ОТРЫВОК:
О, как меня ругал и поносил за мою тупость Тоник Эйдельман! И слово «чистоплюй» было в этом наборе самым приличным. Его о стольком можно было расспросить, горевал Тоник. Ведь это из его штаба исходил приказ не брать евреев в партизанские отряды! Он не признался бы, вяло защищался я. Но что-нибудь сказал бы все равно, настаивал неистовый историк Тоник. А что он говорил о Сталине? Он с ним работал ведь совсем поблизости пятнадцать лет! Один лишь эпизод я помнил: Пономаренко с легким хвастовством сказал, что это чушь, что Сталину нельзя было возражать, что он лично ему возражал по поводу какого-то школьного учебника, и был выслушан, и был одобрен. «Какого именно учебника?» — взвился историк Тоник. Я не помнил и пожал плечами. «Знаешь, ты кто?» — злобно спросил Тоник. Сходи сам, огрызнулся я. Да мне как раз он ничего не расскажет, а тебе, случайному и темному… Идиоту, помог я Тонику с формулировкой. И вдруг обоим нам явились в голову одновременно дивные слова Рабле, и мы их начали говорить нечаянным дуэтом: Бог посылает штаны тому, кто лишен задницы. И тут укоры исчерпались.
А много лет спустя уже в Иерусалиме я встретил третье воплощение дракона. Помните, какова была у дракона третья голова, еще одна его маска? Крошечный, мертвенно-бледный, очень пожилой человечек.

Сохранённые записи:
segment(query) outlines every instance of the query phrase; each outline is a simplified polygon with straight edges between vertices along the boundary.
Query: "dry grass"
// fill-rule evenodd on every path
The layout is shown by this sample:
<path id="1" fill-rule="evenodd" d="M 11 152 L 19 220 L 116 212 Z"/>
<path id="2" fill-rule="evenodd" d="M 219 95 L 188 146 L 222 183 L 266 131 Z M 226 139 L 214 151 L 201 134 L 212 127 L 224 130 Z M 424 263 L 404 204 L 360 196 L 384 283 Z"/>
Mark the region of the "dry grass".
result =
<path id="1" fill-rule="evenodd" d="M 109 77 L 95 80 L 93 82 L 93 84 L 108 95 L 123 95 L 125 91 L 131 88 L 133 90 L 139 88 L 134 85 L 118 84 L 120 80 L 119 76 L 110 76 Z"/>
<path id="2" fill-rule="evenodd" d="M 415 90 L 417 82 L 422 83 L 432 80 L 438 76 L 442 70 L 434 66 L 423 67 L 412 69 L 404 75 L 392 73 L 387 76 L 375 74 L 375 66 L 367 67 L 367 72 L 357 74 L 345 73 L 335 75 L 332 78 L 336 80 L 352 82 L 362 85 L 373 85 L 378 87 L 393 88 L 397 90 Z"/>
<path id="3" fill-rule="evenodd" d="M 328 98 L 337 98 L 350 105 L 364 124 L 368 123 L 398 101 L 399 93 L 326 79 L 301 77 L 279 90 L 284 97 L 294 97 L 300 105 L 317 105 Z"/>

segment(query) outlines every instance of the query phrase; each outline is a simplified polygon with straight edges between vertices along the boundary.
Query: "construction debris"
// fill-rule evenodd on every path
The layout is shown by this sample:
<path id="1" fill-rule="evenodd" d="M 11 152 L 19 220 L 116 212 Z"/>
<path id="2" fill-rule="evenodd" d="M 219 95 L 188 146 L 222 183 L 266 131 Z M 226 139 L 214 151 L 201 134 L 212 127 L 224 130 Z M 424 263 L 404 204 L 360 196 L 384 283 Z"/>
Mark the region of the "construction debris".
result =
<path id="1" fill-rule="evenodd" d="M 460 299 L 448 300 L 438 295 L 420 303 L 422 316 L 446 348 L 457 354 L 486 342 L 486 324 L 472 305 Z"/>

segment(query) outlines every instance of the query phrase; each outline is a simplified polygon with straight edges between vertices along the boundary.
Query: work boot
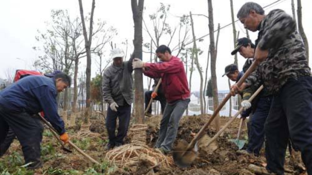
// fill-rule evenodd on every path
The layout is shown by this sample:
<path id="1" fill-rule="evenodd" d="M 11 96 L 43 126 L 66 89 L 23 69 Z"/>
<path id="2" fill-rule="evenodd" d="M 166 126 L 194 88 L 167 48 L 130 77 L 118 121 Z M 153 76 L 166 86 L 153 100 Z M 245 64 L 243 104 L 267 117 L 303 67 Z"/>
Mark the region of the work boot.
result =
<path id="1" fill-rule="evenodd" d="M 105 151 L 108 151 L 110 149 L 114 148 L 114 146 L 115 146 L 115 144 L 111 143 L 110 142 L 108 142 L 108 143 L 106 144 L 106 145 L 105 145 L 105 147 L 104 147 L 104 150 Z"/>
<path id="2" fill-rule="evenodd" d="M 33 162 L 27 167 L 27 168 L 28 170 L 35 169 L 36 169 L 42 168 L 43 165 L 42 162 L 39 161 L 37 163 Z"/>
<path id="3" fill-rule="evenodd" d="M 122 145 L 122 144 L 119 142 L 116 142 L 115 143 L 115 147 L 119 147 Z"/>
<path id="4" fill-rule="evenodd" d="M 150 112 L 147 112 L 145 114 L 145 115 L 149 117 L 152 117 L 152 113 Z"/>

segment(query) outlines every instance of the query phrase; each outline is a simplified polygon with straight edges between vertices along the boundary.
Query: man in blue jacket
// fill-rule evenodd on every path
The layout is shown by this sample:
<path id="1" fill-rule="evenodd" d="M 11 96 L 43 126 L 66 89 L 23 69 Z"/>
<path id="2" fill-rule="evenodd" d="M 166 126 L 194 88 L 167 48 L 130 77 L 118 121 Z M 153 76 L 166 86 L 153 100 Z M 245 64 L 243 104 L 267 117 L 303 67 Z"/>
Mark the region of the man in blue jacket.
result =
<path id="1" fill-rule="evenodd" d="M 70 86 L 71 79 L 61 73 L 53 78 L 29 76 L 0 92 L 0 144 L 7 136 L 9 127 L 16 135 L 22 146 L 25 163 L 32 162 L 28 168 L 41 167 L 40 141 L 43 128 L 39 118 L 32 117 L 43 111 L 64 143 L 69 140 L 64 122 L 57 113 L 58 92 Z"/>

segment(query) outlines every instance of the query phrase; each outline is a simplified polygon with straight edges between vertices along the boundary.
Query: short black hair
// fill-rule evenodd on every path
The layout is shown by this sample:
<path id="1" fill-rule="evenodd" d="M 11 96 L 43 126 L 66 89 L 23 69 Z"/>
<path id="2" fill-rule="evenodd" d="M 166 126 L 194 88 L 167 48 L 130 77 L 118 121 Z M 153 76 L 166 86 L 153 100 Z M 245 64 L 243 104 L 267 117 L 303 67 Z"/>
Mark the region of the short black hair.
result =
<path id="1" fill-rule="evenodd" d="M 171 54 L 171 51 L 170 50 L 170 49 L 167 47 L 167 46 L 165 45 L 162 45 L 160 46 L 157 48 L 156 50 L 156 53 L 161 53 L 162 54 L 164 54 L 165 52 L 166 51 L 168 51 L 168 52 L 170 54 Z"/>
<path id="2" fill-rule="evenodd" d="M 71 78 L 66 73 L 63 72 L 60 72 L 56 74 L 54 76 L 54 79 L 61 78 L 63 82 L 68 85 L 68 87 L 71 87 Z"/>

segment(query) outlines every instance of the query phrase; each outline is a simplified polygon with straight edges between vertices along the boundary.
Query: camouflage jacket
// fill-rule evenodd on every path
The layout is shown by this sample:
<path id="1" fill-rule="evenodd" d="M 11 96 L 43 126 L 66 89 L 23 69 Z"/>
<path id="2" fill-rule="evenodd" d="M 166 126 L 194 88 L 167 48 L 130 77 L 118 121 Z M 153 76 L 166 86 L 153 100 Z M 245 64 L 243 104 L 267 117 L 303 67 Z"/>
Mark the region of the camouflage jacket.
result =
<path id="1" fill-rule="evenodd" d="M 305 49 L 295 25 L 291 17 L 280 9 L 271 11 L 262 20 L 256 44 L 268 50 L 269 55 L 245 81 L 247 86 L 263 84 L 274 94 L 290 78 L 310 76 Z"/>

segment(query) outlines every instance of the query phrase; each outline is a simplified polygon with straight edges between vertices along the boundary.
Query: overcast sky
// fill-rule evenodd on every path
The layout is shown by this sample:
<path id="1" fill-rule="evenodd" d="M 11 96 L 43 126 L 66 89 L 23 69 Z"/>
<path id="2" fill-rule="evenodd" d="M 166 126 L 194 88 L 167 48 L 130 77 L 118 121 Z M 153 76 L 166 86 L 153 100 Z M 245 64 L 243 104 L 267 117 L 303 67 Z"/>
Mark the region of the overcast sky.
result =
<path id="1" fill-rule="evenodd" d="M 245 2 L 250 1 L 233 0 L 234 13 L 235 16 L 239 8 Z M 0 78 L 7 78 L 8 74 L 14 73 L 17 69 L 31 68 L 34 60 L 37 59 L 41 53 L 34 51 L 32 47 L 38 45 L 35 40 L 37 35 L 37 30 L 43 31 L 45 28 L 45 21 L 51 21 L 50 16 L 52 10 L 67 10 L 72 17 L 79 17 L 79 5 L 77 0 L 1 0 L 0 5 Z M 83 5 L 85 15 L 90 12 L 91 0 L 84 0 Z M 262 7 L 271 4 L 275 1 L 256 0 Z M 303 8 L 303 23 L 305 31 L 308 40 L 311 40 L 312 22 L 310 20 L 311 12 L 308 7 L 312 7 L 312 1 L 302 0 Z M 208 16 L 208 5 L 206 0 L 145 0 L 144 18 L 147 23 L 149 22 L 148 15 L 155 12 L 160 6 L 160 3 L 171 5 L 168 20 L 171 22 L 169 25 L 173 27 L 176 26 L 178 21 L 177 17 L 183 14 L 189 14 L 191 11 L 193 14 L 203 14 Z M 274 5 L 265 9 L 266 14 L 276 8 L 282 9 L 291 15 L 291 0 L 282 0 Z M 122 46 L 121 42 L 126 39 L 129 43 L 132 43 L 133 39 L 133 21 L 131 9 L 130 0 L 114 0 L 104 1 L 96 0 L 95 18 L 100 18 L 105 20 L 108 25 L 117 29 L 118 34 L 113 40 L 118 46 Z M 231 22 L 230 0 L 212 1 L 213 7 L 214 28 L 216 29 L 218 23 L 221 27 Z M 199 38 L 209 33 L 208 19 L 204 17 L 194 16 L 195 35 Z M 235 18 L 235 20 L 237 19 Z M 239 21 L 236 23 L 236 30 L 240 31 L 240 37 L 246 36 L 243 26 Z M 256 39 L 257 32 L 250 32 L 251 39 L 254 41 Z M 216 37 L 215 35 L 215 39 Z M 204 38 L 203 42 L 197 43 L 197 47 L 203 51 L 199 59 L 203 69 L 205 69 L 207 64 L 207 54 L 208 51 L 209 36 Z M 144 31 L 144 42 L 149 42 L 150 38 L 146 33 Z M 176 42 L 177 41 L 173 41 Z M 224 67 L 234 62 L 234 57 L 230 53 L 233 49 L 233 33 L 232 26 L 220 31 L 218 45 L 218 55 L 217 62 L 217 73 L 219 90 L 224 90 L 227 88 L 227 78 L 222 77 L 224 73 Z M 168 41 L 161 41 L 160 44 L 168 43 Z M 191 47 L 192 44 L 189 45 Z M 310 45 L 312 45 L 310 41 Z M 172 45 L 173 47 L 175 45 Z M 170 46 L 169 46 L 169 47 Z M 132 50 L 133 47 L 130 46 L 129 49 Z M 310 47 L 311 47 L 310 46 Z M 310 57 L 312 58 L 312 51 L 310 52 Z M 175 53 L 173 53 L 174 55 Z M 239 55 L 239 67 L 241 69 L 245 59 Z M 149 56 L 143 58 L 144 61 L 149 59 Z M 81 61 L 80 71 L 85 71 L 85 63 Z M 312 61 L 310 62 L 310 66 Z M 95 61 L 92 62 L 92 74 L 93 76 L 97 71 Z M 210 67 L 210 63 L 209 66 Z M 210 74 L 210 69 L 209 70 Z M 198 72 L 193 74 L 192 81 L 192 90 L 199 90 L 199 78 Z M 210 76 L 208 75 L 208 76 Z M 144 78 L 146 81 L 146 78 Z M 146 84 L 144 83 L 144 87 Z"/>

ЗАДАНИЕ A:
Ответьте на вопросы по отрывку о Тонике Эйдельмане:
(i) Какое слово в наборе ругательств Тоника было самым приличным?
(ii) Сколько лет, по словам Тоника, Пономаренко работал совсем поблизости со Сталиным?
(iii) В каком городе произошла встреча с третьим воплощением дракона?
ЗАДАНИЕ B: Продолжите отрывок о Тонике Эйдельмане, начиная сразу после его последнего предложения.
Для работы этот список не нужен.

ОТВЕТ A:
(i) «Чистоплюй».
(ii) Пятнадцать лет.
(iii) В Иерусалиме.

ОТВЕТ B:
В газете как-то прочитал я, что в Израиль к нам приехал выступать бывший член ЦК Коммунистической партии, бывший первый секретарь ЦК Украины (и еще много чего бывший член и вождь) Петр Ефимович Шелест, личность некогда чрезвычайно известная. Господи, подумал я, как хорошо, что умерли уже и Риббентроп, и Геббельс, никуда не ездит дряхлый Каганович (был он еще жив тогда), ведь их нам тоже запросто могли бы привезти лишенные намека на брезгливость бесчисленные наши импресарио несметных гастролеров. Где же наше коллективное чувство собственного достоинства? Неужели мы пойдем смотреть на этого монстра и поддержим его своим любопытством и платой за заведомо лживый треп? Презрение абсолютно пустых залов должно быть наградой и ему, и тем, кто его бессовестно привез. Но тут тень Тоника мелькнула передо мной, и далее о нашем коллективном чувстве чести я размышлял, уже влезая в выходные брюки. Тороплюсь сказать, что залы были полным-полны, прокатная контора не ошиблась: сотням винницких, и киевских, и черновицких, и так далее евреев показалось лестным и любопытным повидать за пять шекелей некогда всевластного в республике человека. Тем более что он приехал с темой, с точки зрения рекламы безупречной: «Как я снимал Хрущева». Рядом с ним сидели за столом на сцене (очень уж хотелось прокатиться, очевидно) дочь Хрущева и его зять Аджубей. Их чувство собственного достоинства, не говоря уже об уважении к памяти отца и столь любимого тестя, я права не имею обсуждать. Словом, все мы в этом смысле весьма достойную образовали компанию.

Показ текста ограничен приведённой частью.